**WHAT IS NEEDED**
Copy word for word the part of the records that opens with the line containing "Emit one marker per instance in this form: [(354, 128)]." and closes with the line containing "[(138, 203)]", including both of those lines.
********
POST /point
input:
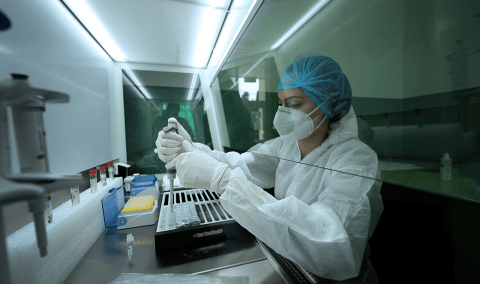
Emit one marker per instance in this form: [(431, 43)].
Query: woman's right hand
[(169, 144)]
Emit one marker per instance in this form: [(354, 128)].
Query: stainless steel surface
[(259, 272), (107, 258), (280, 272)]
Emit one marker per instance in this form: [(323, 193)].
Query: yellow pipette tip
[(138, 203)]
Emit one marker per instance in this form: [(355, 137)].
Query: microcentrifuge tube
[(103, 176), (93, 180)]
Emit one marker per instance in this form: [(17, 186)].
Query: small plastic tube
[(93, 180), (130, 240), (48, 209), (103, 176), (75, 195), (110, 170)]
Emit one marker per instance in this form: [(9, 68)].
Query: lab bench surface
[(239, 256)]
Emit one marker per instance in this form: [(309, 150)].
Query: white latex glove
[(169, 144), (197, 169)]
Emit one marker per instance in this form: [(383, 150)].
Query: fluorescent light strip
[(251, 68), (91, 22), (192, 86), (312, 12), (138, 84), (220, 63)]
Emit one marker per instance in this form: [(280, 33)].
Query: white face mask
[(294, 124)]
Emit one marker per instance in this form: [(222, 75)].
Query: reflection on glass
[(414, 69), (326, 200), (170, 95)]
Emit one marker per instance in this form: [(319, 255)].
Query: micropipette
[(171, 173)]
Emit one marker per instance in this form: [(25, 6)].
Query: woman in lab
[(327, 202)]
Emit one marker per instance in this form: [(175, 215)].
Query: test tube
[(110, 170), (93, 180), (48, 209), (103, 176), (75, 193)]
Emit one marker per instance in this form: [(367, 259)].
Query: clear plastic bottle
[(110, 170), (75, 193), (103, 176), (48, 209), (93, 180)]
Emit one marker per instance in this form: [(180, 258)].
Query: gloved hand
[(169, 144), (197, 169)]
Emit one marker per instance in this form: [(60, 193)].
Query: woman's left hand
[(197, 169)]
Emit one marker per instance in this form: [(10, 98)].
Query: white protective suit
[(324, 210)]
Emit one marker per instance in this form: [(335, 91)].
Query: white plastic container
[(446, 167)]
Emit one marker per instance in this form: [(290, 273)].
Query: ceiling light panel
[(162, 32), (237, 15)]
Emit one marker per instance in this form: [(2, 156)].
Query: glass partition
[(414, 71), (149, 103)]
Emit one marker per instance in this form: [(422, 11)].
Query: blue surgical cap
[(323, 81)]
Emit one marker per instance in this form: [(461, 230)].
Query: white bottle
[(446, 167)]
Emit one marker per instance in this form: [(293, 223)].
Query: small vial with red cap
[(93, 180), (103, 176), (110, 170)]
********
**ANSWER TO THE EXERCISE**
Emit one marker per instance in this form: [(354, 128)].
Query: stainless steel surface
[(259, 272), (107, 258), (280, 272)]
Emit one marker per instance in this form: [(323, 193)].
Query: yellow pipette tip
[(138, 203)]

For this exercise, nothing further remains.